## Task prompt
Read through the data and report every line in which the word "tree" occurs.

## Exercise data
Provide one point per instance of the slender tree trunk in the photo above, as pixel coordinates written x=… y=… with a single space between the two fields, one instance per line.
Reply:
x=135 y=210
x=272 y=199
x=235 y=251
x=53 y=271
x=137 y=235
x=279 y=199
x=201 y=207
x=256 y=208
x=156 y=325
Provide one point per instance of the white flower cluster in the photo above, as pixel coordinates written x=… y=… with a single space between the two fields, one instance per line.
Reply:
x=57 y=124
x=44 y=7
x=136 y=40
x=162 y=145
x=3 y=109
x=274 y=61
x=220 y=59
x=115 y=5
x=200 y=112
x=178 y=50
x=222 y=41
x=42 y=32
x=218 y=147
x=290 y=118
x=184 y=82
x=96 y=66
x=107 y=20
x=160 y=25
--
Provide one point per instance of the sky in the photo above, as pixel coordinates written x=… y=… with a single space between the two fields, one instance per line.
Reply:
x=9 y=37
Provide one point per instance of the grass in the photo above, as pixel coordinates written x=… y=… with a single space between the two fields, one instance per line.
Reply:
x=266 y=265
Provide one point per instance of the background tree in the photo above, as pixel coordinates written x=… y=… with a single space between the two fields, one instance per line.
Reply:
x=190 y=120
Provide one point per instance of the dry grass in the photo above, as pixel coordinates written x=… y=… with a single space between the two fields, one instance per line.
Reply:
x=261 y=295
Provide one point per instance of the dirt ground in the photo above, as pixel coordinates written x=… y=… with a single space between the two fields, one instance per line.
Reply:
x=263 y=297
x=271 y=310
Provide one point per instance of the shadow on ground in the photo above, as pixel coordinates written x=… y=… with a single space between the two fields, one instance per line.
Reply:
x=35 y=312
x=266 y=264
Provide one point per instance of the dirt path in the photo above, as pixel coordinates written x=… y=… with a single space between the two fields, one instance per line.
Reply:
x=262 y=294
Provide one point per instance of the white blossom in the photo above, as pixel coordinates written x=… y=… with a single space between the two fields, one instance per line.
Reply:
---
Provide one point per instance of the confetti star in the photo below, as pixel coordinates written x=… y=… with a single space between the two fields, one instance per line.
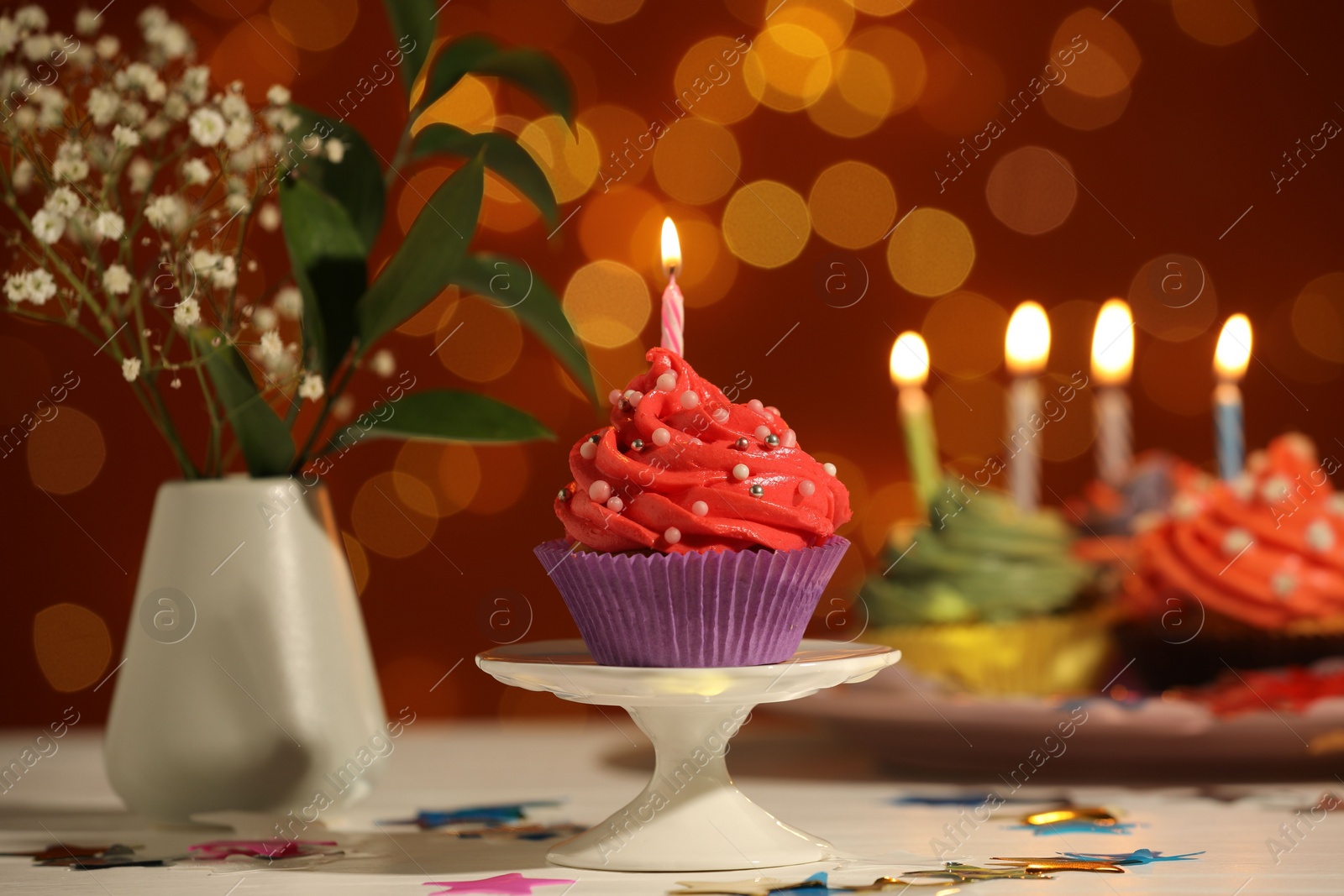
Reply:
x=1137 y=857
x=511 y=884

## Response to the task
Provide one point per instance of the slender tree trunk in the photo above, as pixel coordinates written x=… y=… with a single space between the two fields, one instance per line.
Provide one point per instance of the background tree in the photo above, as pixel coordinates written x=… y=… with a single space between the two fields, one instance per line.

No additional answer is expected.